All of the records below must be output exactly, with no pictures carried over.

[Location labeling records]
________________________

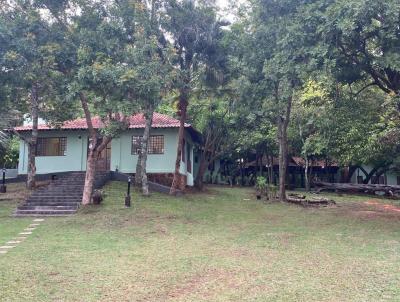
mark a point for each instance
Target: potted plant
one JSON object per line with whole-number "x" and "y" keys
{"x": 261, "y": 186}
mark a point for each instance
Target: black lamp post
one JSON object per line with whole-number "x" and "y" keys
{"x": 128, "y": 194}
{"x": 3, "y": 187}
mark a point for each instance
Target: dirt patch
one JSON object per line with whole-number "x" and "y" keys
{"x": 383, "y": 207}
{"x": 204, "y": 284}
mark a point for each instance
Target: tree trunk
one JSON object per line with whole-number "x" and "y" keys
{"x": 261, "y": 165}
{"x": 271, "y": 170}
{"x": 33, "y": 141}
{"x": 92, "y": 154}
{"x": 200, "y": 173}
{"x": 138, "y": 174}
{"x": 90, "y": 176}
{"x": 306, "y": 176}
{"x": 283, "y": 122}
{"x": 183, "y": 103}
{"x": 143, "y": 159}
{"x": 369, "y": 175}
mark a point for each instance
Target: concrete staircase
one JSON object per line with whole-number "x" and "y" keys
{"x": 62, "y": 197}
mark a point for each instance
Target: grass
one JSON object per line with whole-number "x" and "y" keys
{"x": 219, "y": 246}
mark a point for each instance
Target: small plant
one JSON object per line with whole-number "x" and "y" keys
{"x": 271, "y": 192}
{"x": 261, "y": 186}
{"x": 98, "y": 196}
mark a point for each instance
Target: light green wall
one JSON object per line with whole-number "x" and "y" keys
{"x": 121, "y": 157}
{"x": 74, "y": 159}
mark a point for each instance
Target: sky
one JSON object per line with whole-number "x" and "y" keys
{"x": 224, "y": 4}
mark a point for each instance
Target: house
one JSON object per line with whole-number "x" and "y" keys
{"x": 65, "y": 148}
{"x": 387, "y": 178}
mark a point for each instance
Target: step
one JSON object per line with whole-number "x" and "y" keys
{"x": 57, "y": 194}
{"x": 46, "y": 212}
{"x": 50, "y": 203}
{"x": 17, "y": 215}
{"x": 55, "y": 197}
{"x": 46, "y": 208}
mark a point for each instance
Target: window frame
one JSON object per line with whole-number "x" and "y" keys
{"x": 62, "y": 140}
{"x": 150, "y": 147}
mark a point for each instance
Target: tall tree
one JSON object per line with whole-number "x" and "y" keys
{"x": 359, "y": 41}
{"x": 274, "y": 60}
{"x": 151, "y": 58}
{"x": 30, "y": 61}
{"x": 192, "y": 26}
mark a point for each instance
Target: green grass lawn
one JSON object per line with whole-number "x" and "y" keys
{"x": 222, "y": 245}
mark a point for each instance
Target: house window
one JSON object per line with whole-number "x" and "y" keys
{"x": 51, "y": 146}
{"x": 155, "y": 145}
{"x": 136, "y": 144}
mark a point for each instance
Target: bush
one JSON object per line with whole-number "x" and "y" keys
{"x": 261, "y": 184}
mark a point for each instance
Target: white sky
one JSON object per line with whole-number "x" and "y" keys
{"x": 224, "y": 5}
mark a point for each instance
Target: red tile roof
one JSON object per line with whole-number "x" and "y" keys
{"x": 135, "y": 121}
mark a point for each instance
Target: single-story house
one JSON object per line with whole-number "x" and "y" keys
{"x": 65, "y": 148}
{"x": 386, "y": 178}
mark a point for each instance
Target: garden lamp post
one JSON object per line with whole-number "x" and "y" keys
{"x": 128, "y": 194}
{"x": 3, "y": 187}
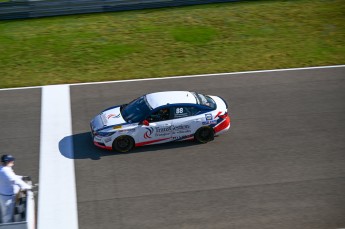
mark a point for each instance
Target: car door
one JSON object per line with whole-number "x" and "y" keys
{"x": 184, "y": 121}
{"x": 159, "y": 129}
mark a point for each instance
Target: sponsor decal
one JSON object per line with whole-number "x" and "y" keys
{"x": 208, "y": 117}
{"x": 209, "y": 122}
{"x": 182, "y": 137}
{"x": 113, "y": 116}
{"x": 107, "y": 140}
{"x": 166, "y": 131}
{"x": 149, "y": 132}
{"x": 126, "y": 131}
{"x": 217, "y": 115}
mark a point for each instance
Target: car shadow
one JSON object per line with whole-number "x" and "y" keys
{"x": 83, "y": 148}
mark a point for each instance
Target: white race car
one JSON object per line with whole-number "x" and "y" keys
{"x": 160, "y": 117}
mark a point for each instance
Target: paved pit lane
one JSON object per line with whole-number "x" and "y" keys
{"x": 282, "y": 165}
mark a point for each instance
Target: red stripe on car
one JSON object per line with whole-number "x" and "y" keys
{"x": 150, "y": 142}
{"x": 222, "y": 125}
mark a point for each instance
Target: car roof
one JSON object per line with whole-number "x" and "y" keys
{"x": 158, "y": 99}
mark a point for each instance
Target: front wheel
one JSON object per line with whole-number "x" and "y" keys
{"x": 123, "y": 144}
{"x": 204, "y": 134}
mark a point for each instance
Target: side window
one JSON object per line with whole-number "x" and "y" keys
{"x": 160, "y": 115}
{"x": 184, "y": 111}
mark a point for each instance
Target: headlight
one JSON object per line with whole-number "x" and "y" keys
{"x": 105, "y": 134}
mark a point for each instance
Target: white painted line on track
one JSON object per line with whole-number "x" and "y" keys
{"x": 57, "y": 202}
{"x": 189, "y": 76}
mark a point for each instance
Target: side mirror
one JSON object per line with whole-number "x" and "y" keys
{"x": 146, "y": 123}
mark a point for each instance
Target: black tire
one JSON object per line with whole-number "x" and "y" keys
{"x": 123, "y": 144}
{"x": 204, "y": 134}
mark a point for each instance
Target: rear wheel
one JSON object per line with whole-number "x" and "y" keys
{"x": 123, "y": 144}
{"x": 204, "y": 134}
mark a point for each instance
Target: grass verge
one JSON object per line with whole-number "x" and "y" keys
{"x": 200, "y": 39}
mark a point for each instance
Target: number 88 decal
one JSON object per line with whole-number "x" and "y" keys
{"x": 179, "y": 110}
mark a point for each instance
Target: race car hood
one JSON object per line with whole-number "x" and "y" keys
{"x": 110, "y": 117}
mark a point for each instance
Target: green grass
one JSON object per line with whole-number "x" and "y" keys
{"x": 174, "y": 41}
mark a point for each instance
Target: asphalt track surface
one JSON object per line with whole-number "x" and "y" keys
{"x": 281, "y": 165}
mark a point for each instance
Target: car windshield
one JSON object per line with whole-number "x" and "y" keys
{"x": 205, "y": 100}
{"x": 136, "y": 111}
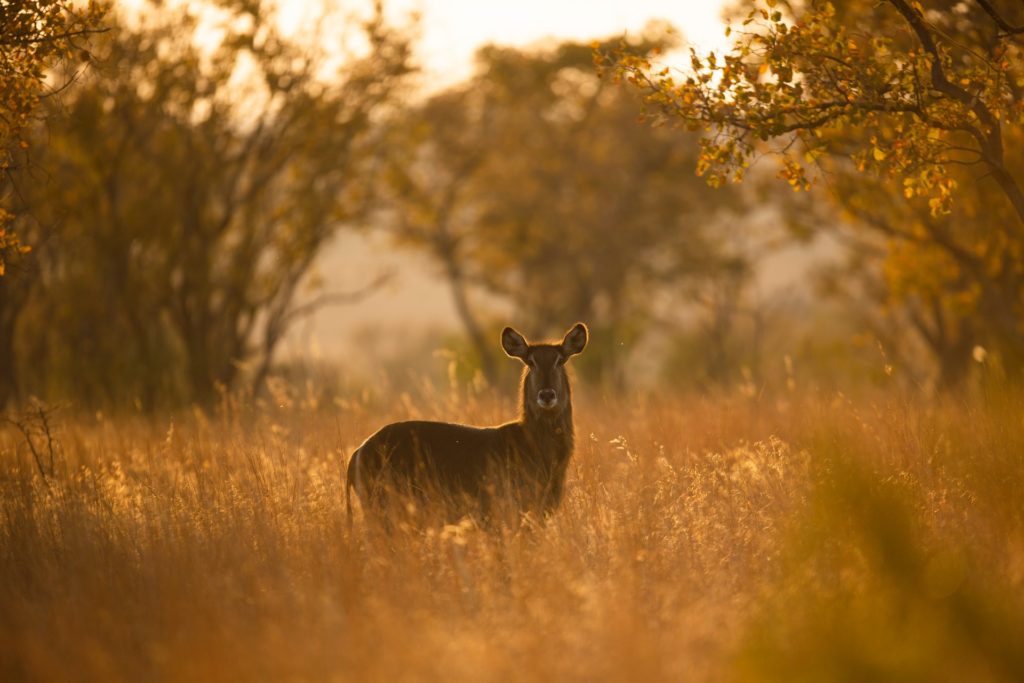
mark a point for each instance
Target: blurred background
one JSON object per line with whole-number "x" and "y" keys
{"x": 212, "y": 197}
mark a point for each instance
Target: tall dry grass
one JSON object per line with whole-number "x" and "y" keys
{"x": 716, "y": 539}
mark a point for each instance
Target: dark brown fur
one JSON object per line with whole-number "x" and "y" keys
{"x": 515, "y": 468}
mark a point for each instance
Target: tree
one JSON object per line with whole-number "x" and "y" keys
{"x": 534, "y": 183}
{"x": 192, "y": 198}
{"x": 929, "y": 100}
{"x": 34, "y": 36}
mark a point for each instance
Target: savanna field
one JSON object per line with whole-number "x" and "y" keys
{"x": 790, "y": 538}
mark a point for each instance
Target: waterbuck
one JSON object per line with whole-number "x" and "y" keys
{"x": 483, "y": 472}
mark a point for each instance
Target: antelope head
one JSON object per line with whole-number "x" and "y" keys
{"x": 545, "y": 384}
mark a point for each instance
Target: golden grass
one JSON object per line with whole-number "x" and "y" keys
{"x": 716, "y": 539}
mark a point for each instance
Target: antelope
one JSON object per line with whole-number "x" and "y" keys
{"x": 518, "y": 467}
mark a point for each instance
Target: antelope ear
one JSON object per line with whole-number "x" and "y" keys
{"x": 514, "y": 343}
{"x": 576, "y": 340}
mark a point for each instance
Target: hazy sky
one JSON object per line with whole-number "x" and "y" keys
{"x": 453, "y": 29}
{"x": 451, "y": 32}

________________________

• Written response:
mark a point for each instance
Target: potted plant
one JSON object per line with whole-number "x" and "y" keys
{"x": 261, "y": 186}
mark a point for each instance
Target: black lamp post
one JSON object per line with whole-number "x" and "y" keys
{"x": 128, "y": 194}
{"x": 3, "y": 187}
mark a point for each instance
Target: dirt patch
one JSON object per line with whole-number "x" and "y" keys
{"x": 383, "y": 207}
{"x": 204, "y": 284}
mark a point for each instance
Target: tree trunk
one JSON object per line with whole-number "x" and "y" keys
{"x": 261, "y": 165}
{"x": 271, "y": 170}
{"x": 33, "y": 141}
{"x": 92, "y": 154}
{"x": 200, "y": 173}
{"x": 138, "y": 174}
{"x": 90, "y": 176}
{"x": 306, "y": 176}
{"x": 283, "y": 122}
{"x": 183, "y": 103}
{"x": 143, "y": 159}
{"x": 369, "y": 175}
mark a point for each instance
Target: concrete staircase
one JSON object per line with whole-number "x" and "y" keys
{"x": 62, "y": 197}
mark a point for each instance
Target: grass
one JSON object per line with whole-number "x" and "y" keys
{"x": 219, "y": 246}
mark a point for each instance
Target: small plant
one JSON object per line with whole-number "x" and "y" keys
{"x": 271, "y": 192}
{"x": 261, "y": 186}
{"x": 98, "y": 196}
mark a point for each instance
Target: light green wall
one JSON object per line with whole-number "x" and "y" keys
{"x": 121, "y": 157}
{"x": 74, "y": 159}
mark a point for each instance
Target: sky
one JSON object per line with whole-number "x" and "y" keys
{"x": 224, "y": 4}
mark a point for each instance
Target: house
one JSON object per line with whole-number "x" and "y" keys
{"x": 65, "y": 148}
{"x": 387, "y": 178}
mark a point for each instance
Target: step
one JSON object per line with whole-number "x" and "y" keys
{"x": 57, "y": 194}
{"x": 46, "y": 212}
{"x": 50, "y": 203}
{"x": 17, "y": 215}
{"x": 55, "y": 197}
{"x": 46, "y": 208}
mark a point for each instance
Target: window frame
one JSON object per line with whole-number "x" and "y" keys
{"x": 62, "y": 140}
{"x": 150, "y": 147}
mark a point for each instance
Target: tall tree
one JSON object per line with whole-number "x" and "y" keys
{"x": 359, "y": 41}
{"x": 274, "y": 60}
{"x": 151, "y": 58}
{"x": 30, "y": 61}
{"x": 192, "y": 26}
mark a point for each instance
Target: green grass lawn
one JSON object per line with whole-number "x" and "y" keys
{"x": 222, "y": 245}
mark a point for each instance
Target: house window
one JSON object per line with whole-number "x" and "y" keys
{"x": 51, "y": 146}
{"x": 155, "y": 145}
{"x": 136, "y": 144}
mark a point for each instance
Target: bush
one JSON object per line with whole-number "x" and "y" keys
{"x": 261, "y": 184}
mark a point for each instance
Target: white sky
one JSON object per line with whole-number "x" and "y" keys
{"x": 224, "y": 5}
mark a point for each instance
Target: red tile roof
one JSON object per line with whole-number "x" and "y" keys
{"x": 135, "y": 121}
mark a point for each instance
Target: single-story house
one JSON object per line with whole-number "x" and "y" keys
{"x": 65, "y": 148}
{"x": 386, "y": 178}
mark a point for each instance
Target: garden lamp post
one JSON object per line with whole-number "x" and "y" keys
{"x": 128, "y": 194}
{"x": 3, "y": 187}
mark a point for each instance
Target: car door
one JSON object per line with whole-number "x" and "y" keys
{"x": 184, "y": 121}
{"x": 159, "y": 129}
mark a point for each instance
Target: sponsor decal
one JSON object per line with whole-number "x" and "y" keys
{"x": 208, "y": 117}
{"x": 209, "y": 122}
{"x": 182, "y": 137}
{"x": 113, "y": 116}
{"x": 107, "y": 140}
{"x": 166, "y": 131}
{"x": 149, "y": 132}
{"x": 126, "y": 131}
{"x": 217, "y": 115}
mark a point for each instance
Target: car shadow
one JSON object per line with whole-number "x" and "y" keys
{"x": 83, "y": 148}
mark a point for each instance
Target: white race car
one JSON object per line with whole-number "x" and "y" keys
{"x": 160, "y": 117}
mark a point for each instance
Target: paved pit lane
one JSON object per line with whole-number "x" and "y" keys
{"x": 282, "y": 165}
mark a point for each instance
Target: red stripe on car
one JSON object per line with whole-number "x" and "y" keys
{"x": 150, "y": 142}
{"x": 222, "y": 125}
mark a point for each instance
Target: car roof
one JSON object per line with whole-number "x" and "y" keys
{"x": 158, "y": 99}
mark a point for each instance
Target: front wheel
one JSON object per line with whole-number "x" and "y" keys
{"x": 123, "y": 144}
{"x": 204, "y": 134}
mark a point for each instance
Target: side window
one JSON object per line with whole-number "x" and "y" keys
{"x": 160, "y": 115}
{"x": 184, "y": 111}
mark a point for each instance
Target: headlight
one JSON object per line with whole-number "x" and "y" keys
{"x": 105, "y": 134}
mark a point for each instance
Target: white painted line on track
one JSON object per line with whole-number "x" and "y" keys
{"x": 57, "y": 202}
{"x": 189, "y": 76}
mark a point for each instance
Target: side mirror
one JSON object per line with whole-number "x" and "y" keys
{"x": 146, "y": 123}
mark a point for each instance
Target: black tire
one JSON object per line with whole-number "x" and "y" keys
{"x": 123, "y": 144}
{"x": 204, "y": 134}
mark a point for each instance
Target: rear wheel
one JSON object per line with whole-number "x" and "y" keys
{"x": 123, "y": 144}
{"x": 204, "y": 134}
mark a point for each instance
Target: grass verge
one JSON object per line with whole-number "x" and "y" keys
{"x": 200, "y": 39}
mark a point for each instance
Target: number 88 decal
one JSON object per line with whole-number "x" and "y" keys
{"x": 179, "y": 110}
mark a point for each instance
Target: race car hood
one JSON object per line with whole-number "x" and "y" keys
{"x": 110, "y": 117}
mark a point for each instance
Target: green grass
one JSON object per line with whole-number "x" and "y" keys
{"x": 174, "y": 41}
mark a point for each instance
Target: asphalt track surface
one JSON object per line with whole-number "x" and "y" keys
{"x": 281, "y": 165}
mark a point for each instance
Target: car windshield
one JSON object per line with whole-number "x" and "y" keys
{"x": 205, "y": 100}
{"x": 136, "y": 111}
mark a point for each instance
Target: blurred background
one JSON object per line with whole-number "x" and "y" keys
{"x": 212, "y": 197}
mark a point for each instance
Target: tall dry grass
one JSON object per line with whole-number "x" and "y" keys
{"x": 716, "y": 539}
mark a point for each instance
Target: dark brown fur
one JSON object per line with whole-number "x" and "y" keys
{"x": 515, "y": 468}
mark a point for each instance
Target: tree
one JSON object per line with whole-number "x" and "y" keys
{"x": 534, "y": 183}
{"x": 192, "y": 198}
{"x": 929, "y": 100}
{"x": 34, "y": 36}
mark a point for each instance
Target: savanna field
one JSON object per line with whole-number "x" and "y" keys
{"x": 790, "y": 538}
mark a point for each instance
Target: waterbuck
one JSON object per line with whole-number "x" and "y" keys
{"x": 483, "y": 472}
mark a point for each instance
Target: antelope head
one JSON object per line with whole-number "x" and "y" keys
{"x": 545, "y": 384}
mark a point for each instance
Target: golden grass
one JSON object per line with whole-number "x" and "y" keys
{"x": 716, "y": 539}
mark a point for each instance
Target: antelope
one JSON object per line with whole-number "x" and "y" keys
{"x": 518, "y": 467}
mark a point for each instance
Target: antelope ear
one JSON object per line with whole-number "x" and "y" keys
{"x": 514, "y": 343}
{"x": 576, "y": 340}
mark a point for each instance
Target: hazy sky
one JSON object per line with whole-number "x" and "y" keys
{"x": 453, "y": 29}
{"x": 451, "y": 32}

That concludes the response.